What this exercise asks:
a. In the guitar forum thread, how much did Tarl pay for the Art & Lutherie cedar CW?
b. Reproduce the records from the line containing "For every instance of the row" through the end of the records, both ends included.

Document section:
━━━━━━━━━━━━━━━━━━━━

# New Guitar



## Tarl (Feb 4, 2006)

Bought myself an Art & Lutherie cedar CW today. What a great playing and sounding guitar for the money ($349). I,m more of an electric guy but I wanted an inexpensive acoustic with a pick up for a couple of tunes we do in the band and to have for just plunking around on. Sounded great through my Cube 60 on the JC clean side. I,ll try it out through our PA tonight at practice. Another nice Godin family product....


----------



## bagpipe (Sep 19, 2006)

All of those acoustics which are made as part of the Godin "family" (Art & Lutherie, Simon & Patrick, Seagull, Norman) are great guitars. I got a buddy of mine, who was new to guitar and looking for advice, to get a Simon & Patrick. Thats was years ago and he still loves it. You cant beat the bang for the buck when you compare them to Yamaha, Washburn, Fender etc.


----------



## Kenmac (Jan 24, 2007)

Congratulations Tarl, and Bagpipe I agree with you about the Godin "family". I bought a Simon and Patrick acoustic back in 1995 and I still play it today. It has a really sweet tone to it and it has a built in L.R. Baggs acoustic pickup with a 3 band E.Q. I tried recording with the pickup once but I didn't really care for it. A little too "zingy" sounding. When I do record with it again it'll be with a mic.


----------

━━━━━━━━━━━━━━━━━━━━

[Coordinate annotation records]
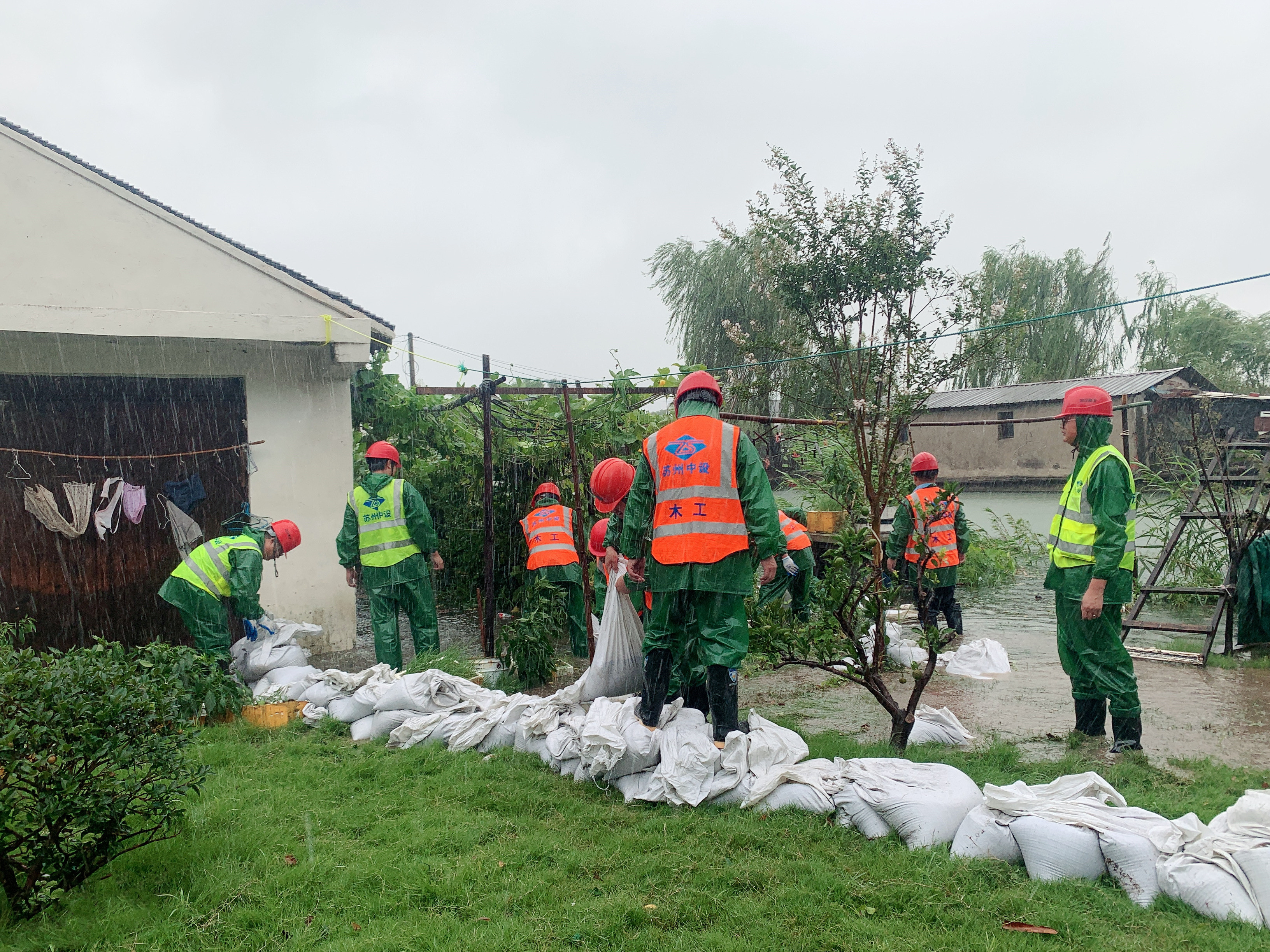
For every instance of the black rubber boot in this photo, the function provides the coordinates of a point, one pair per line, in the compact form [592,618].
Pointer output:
[722,690]
[657,681]
[1091,716]
[696,696]
[1126,734]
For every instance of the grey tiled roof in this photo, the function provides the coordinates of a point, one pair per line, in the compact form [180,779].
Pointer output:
[239,245]
[1116,385]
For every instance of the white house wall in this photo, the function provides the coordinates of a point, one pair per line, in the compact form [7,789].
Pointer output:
[298,399]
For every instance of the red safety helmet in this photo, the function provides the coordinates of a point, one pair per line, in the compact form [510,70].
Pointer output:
[383,451]
[610,483]
[288,532]
[597,539]
[924,461]
[698,380]
[1085,402]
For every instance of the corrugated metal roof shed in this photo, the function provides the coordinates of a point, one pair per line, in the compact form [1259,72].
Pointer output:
[1116,385]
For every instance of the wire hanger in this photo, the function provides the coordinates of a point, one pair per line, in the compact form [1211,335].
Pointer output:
[18,471]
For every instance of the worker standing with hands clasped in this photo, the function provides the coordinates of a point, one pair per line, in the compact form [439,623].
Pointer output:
[798,563]
[386,531]
[226,569]
[702,488]
[948,536]
[553,556]
[1091,545]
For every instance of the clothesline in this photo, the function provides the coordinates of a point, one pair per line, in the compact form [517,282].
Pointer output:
[150,456]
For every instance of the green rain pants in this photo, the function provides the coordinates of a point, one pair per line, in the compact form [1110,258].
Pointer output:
[576,607]
[1095,659]
[798,586]
[722,633]
[416,600]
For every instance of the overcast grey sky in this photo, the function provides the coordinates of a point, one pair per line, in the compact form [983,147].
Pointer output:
[493,176]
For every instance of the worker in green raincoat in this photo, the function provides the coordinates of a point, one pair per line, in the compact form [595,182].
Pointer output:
[554,558]
[388,531]
[939,545]
[226,569]
[1091,545]
[702,497]
[798,564]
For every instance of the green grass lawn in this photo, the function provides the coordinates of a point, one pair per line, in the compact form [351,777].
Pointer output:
[304,841]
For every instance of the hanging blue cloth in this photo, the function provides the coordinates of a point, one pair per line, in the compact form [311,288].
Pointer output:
[186,493]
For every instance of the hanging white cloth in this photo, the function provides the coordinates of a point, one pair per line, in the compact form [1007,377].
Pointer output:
[40,503]
[184,531]
[105,516]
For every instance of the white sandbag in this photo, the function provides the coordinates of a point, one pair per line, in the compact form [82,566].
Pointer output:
[799,796]
[323,693]
[1255,865]
[925,804]
[1054,851]
[985,835]
[361,729]
[1207,888]
[268,657]
[854,812]
[417,730]
[931,726]
[1131,859]
[384,723]
[617,667]
[982,659]
[773,746]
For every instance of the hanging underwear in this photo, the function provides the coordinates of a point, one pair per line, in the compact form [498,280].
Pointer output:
[40,503]
[186,493]
[134,503]
[105,516]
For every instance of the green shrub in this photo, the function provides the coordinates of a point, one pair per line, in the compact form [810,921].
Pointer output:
[526,645]
[93,763]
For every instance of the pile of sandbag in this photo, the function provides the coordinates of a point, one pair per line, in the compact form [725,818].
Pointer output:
[1079,827]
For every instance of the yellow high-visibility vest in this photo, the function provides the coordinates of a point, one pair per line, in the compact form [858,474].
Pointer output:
[383,537]
[209,565]
[1072,530]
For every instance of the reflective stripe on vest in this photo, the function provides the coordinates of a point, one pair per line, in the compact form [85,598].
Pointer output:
[209,567]
[1072,532]
[942,539]
[696,514]
[549,535]
[383,537]
[795,534]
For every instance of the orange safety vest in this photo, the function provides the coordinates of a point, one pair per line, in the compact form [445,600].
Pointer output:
[698,516]
[943,536]
[795,534]
[549,534]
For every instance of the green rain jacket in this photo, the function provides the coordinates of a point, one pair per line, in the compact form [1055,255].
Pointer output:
[1110,499]
[247,567]
[733,574]
[418,521]
[898,539]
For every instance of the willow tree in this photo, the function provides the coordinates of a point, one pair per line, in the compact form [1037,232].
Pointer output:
[1018,285]
[855,273]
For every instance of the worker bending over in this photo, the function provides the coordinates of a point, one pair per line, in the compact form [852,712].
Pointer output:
[386,531]
[702,495]
[798,564]
[554,558]
[226,569]
[947,537]
[1091,546]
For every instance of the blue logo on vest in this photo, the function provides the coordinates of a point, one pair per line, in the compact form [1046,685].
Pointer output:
[685,447]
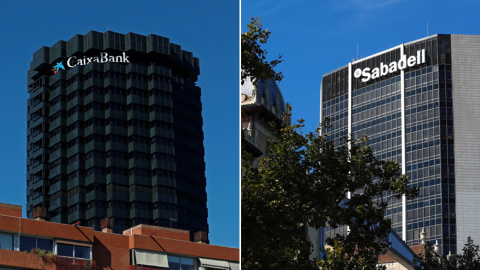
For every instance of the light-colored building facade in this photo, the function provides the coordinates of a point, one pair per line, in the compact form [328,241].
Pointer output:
[419,104]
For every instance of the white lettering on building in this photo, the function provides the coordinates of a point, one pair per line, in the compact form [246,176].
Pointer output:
[104,58]
[367,74]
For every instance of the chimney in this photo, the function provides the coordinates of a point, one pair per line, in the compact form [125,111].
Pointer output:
[40,213]
[107,225]
[201,237]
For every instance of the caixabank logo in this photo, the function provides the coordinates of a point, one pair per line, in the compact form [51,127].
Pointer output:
[102,58]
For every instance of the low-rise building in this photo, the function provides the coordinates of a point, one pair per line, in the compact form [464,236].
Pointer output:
[38,244]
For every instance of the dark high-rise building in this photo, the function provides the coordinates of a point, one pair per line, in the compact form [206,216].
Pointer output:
[419,104]
[115,130]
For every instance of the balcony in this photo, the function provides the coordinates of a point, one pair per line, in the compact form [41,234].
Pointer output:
[36,260]
[74,263]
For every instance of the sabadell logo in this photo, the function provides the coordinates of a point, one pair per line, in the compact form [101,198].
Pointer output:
[394,66]
[102,58]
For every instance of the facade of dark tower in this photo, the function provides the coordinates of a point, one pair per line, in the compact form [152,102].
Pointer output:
[121,140]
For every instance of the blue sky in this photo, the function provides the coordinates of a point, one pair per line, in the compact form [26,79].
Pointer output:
[209,29]
[316,37]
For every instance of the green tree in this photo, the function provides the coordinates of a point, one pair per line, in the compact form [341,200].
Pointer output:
[469,260]
[254,58]
[303,181]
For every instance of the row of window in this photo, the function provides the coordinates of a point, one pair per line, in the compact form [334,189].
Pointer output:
[27,243]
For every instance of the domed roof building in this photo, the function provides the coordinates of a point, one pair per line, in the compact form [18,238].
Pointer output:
[261,103]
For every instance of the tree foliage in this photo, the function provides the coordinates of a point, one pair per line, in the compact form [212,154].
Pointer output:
[303,181]
[254,58]
[469,260]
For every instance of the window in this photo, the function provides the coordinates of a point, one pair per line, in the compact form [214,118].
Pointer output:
[181,263]
[6,241]
[68,250]
[28,243]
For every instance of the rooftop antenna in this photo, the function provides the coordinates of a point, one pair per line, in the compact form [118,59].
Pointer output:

━━━━━━━━━━━━━━━━━━━━

Responses for each task:
a. $349

b.
For every instance of the row of window in this photo, the function provides the coordinates of a point, one pair per line, in the compact form [334,189].
Pointer output:
[27,243]
For every instance of the domed roof building in this photo, the function provides the coordinates of a point, one pair per line, in the compact form [18,238].
Pointer output:
[261,103]
For every instance of the tree foliage in this photo, the function provides the coordinates of a point, one pair per line, in the compact form [212,154].
Pointer output:
[303,181]
[254,58]
[469,260]
For every instance of the window in this photo, the function provides the coordinates of a point, one pair per line, in the compact form [214,118].
Pointer output:
[181,263]
[6,241]
[68,250]
[28,243]
For every instance of the rooftop antenna in this photo, the function provides the coordinates of a point, one pair per line, in the compact form [118,59].
Pointer output:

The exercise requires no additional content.